■ Section du texte
Actuellement, les agriculteurs peuvent souscrire dans le privé à une assurance récolte, et bénéficier pour les cotisations d’une subvention versée par la Politique agricole commune. Mais les contrats d’assurance restent coûteux pour des exploitants qui dans certains secteurs peinent à joindre les deux bouts. « Pendant 30 ans, j’ai payé une assurance contre le risque de grêle, mais j’ai été sinistré une fois seulement et mon exploitation a été touchée à 50 %, j’aurais mieux fait de ne pas payer cette assurance ! », expliquait à Public Sénat en avril dernier Daniel Laurent, sénateur LR de Charente-Maritime, également viticulteur. Seules 30 % des surfaces agricoles seraient assurées contre les aléas climatiques, selon un chiffre régulièrement cité par les syndicats et les assureurs.

« Il faut changer de culture assurantielle dans l’agriculture. L’agriculteur doit avoir à l’esprit que le coût d’une assurance rentre dans les charges automatiques de ses exploitations », explique Henri Cabanel, sénateur de l’Hérault (groupe RDSE). « Au vu de la situation de l’agriculture, quand on a une exploitation en difficulté, on fait le tri dans les charges et la première chose qui saute, généralement, ce sont les assurances », déplore ce vigneron. Il estime toutefois que, davantage qu’une incitation, il faut passer par une obligation. « Sans elle, on ne pourra pas augmenter le taux de pénétration et donc faire baisser les prix des contrats », argue-t-il.

Des procédures simplifiées

En juin 2020, une résolution adoptée par le Sénat énumérait plusieurs recommandations pour favoriser le développement de l’assurance récolte. Les élus préconisaient notamment d’« améliorer l’articulation entre les outils actuels de gestion des risques climatiques », c’est-à-dire de simplifier les dispositifs d’assurance, mais aussi de porter le seuil de déclenchement du niveau des pertes de 30 % à 20 %.

« On doit rendre le système plus simple, on va mettre en place un interlocuteur unique pour chaque exploitant agricole. Il ne faut pas que ce soit une bataille entre l’assureur, les chambres d’agriculture et les services de l’Etat », a également promis Emmanuel Macron. « Il faut que cette simplification se ressente aussi dans les documents à remplir, souvent d’une grande complexité, ce qui décourage de nombreux agriculteurs à entamer les démarches », souligne Henri Cabanel. « Le choc de simplification, on nous en parle, mais il n’est toujours pas là ! », raille-t-il.

« La réponse face aux dégâts subis par les agriculteurs doit être territorialisée, réactive et adaptée aux phénomènes croissants qui sont subis par les exploitations agricoles », a estimé le président de la République. « Le réchauffement climatique accroît les événements météorologiques qui impactent les récoltes, la fréquence des évènements climatiques doit être prise en compte pour repenser l’assurance récolte », insiste Nicole Bonnefoy, sénatrice PS de la Charente, rapporteure en 2019 d’une mission sur la gestion des risques climatiques et l’évolution de nos régimes d’indemnisation.

■ Liste des tâches
a) Recopiez fidèlement le passage de l'article sur l'assurance récolte qui commence par « En juin 2020, une » et se termine par « 30 % à 20 %. ».
b) Donnez le nom de chacun des sénateurs mentionnés dans l'article sur l'assurance récolte.
Les enregistrements n'interviennent en rien ici.

■ Enregistrements fournis

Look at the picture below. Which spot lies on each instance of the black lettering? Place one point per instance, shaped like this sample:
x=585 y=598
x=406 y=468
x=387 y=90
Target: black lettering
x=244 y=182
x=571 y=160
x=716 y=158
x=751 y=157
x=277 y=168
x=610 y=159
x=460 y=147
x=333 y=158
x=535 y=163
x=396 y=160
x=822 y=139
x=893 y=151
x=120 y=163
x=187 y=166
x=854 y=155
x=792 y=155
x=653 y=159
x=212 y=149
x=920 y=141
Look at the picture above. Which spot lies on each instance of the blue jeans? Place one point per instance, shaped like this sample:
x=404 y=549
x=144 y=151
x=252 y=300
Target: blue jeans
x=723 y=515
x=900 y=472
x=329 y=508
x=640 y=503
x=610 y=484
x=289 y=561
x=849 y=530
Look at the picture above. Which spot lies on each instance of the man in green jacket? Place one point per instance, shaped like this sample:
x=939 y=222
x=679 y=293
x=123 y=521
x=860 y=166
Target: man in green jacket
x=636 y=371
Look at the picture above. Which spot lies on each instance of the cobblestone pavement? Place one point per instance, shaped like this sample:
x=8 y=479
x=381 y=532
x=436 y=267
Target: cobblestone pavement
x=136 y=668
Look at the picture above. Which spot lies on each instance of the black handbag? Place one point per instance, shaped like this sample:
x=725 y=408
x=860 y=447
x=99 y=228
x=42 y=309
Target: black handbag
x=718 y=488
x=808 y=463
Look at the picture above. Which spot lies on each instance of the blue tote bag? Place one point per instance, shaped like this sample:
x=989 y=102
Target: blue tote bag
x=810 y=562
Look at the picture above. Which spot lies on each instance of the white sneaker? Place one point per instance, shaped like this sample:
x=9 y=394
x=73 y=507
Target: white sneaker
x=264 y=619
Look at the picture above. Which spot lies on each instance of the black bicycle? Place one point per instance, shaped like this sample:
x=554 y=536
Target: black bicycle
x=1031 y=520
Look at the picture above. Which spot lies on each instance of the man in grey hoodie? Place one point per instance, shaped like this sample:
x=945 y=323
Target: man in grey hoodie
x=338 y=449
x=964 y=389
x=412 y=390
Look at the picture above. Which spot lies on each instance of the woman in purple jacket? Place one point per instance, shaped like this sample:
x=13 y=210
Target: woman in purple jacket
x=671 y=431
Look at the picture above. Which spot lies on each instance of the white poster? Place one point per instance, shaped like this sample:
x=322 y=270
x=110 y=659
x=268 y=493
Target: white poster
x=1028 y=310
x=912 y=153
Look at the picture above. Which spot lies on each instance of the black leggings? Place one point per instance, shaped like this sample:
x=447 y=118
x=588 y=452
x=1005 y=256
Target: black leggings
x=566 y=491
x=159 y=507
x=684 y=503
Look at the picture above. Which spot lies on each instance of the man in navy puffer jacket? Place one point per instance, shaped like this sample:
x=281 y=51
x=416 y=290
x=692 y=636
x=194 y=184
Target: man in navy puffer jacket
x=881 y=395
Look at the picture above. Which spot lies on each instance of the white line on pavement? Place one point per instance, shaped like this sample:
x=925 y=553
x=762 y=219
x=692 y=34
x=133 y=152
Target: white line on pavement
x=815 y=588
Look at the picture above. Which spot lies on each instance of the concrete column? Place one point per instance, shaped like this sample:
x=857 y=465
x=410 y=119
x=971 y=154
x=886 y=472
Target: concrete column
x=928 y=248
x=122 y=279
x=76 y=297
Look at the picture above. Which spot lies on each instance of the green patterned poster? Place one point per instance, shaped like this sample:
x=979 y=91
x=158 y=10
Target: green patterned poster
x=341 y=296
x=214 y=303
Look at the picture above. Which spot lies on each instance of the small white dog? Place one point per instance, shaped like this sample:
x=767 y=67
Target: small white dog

■ Réponses finales
a)
En juin 2020, une résolution adoptée par le Sénat énumérait plusieurs recommandations pour favoriser le développement de l’assurance récolte. Les élus préconisaient notamment d’« améliorer l’articulation entre les outils actuels de gestion des risques climatiques », c’est-à-dire de simplifier les dispositifs d’assurance, mais aussi de porter le seuil de déclenchement du niveau des pertes de 30 % à 20 %.

b)
Daniel Laurent
Henri Cabanel
Nicole Bonnefoy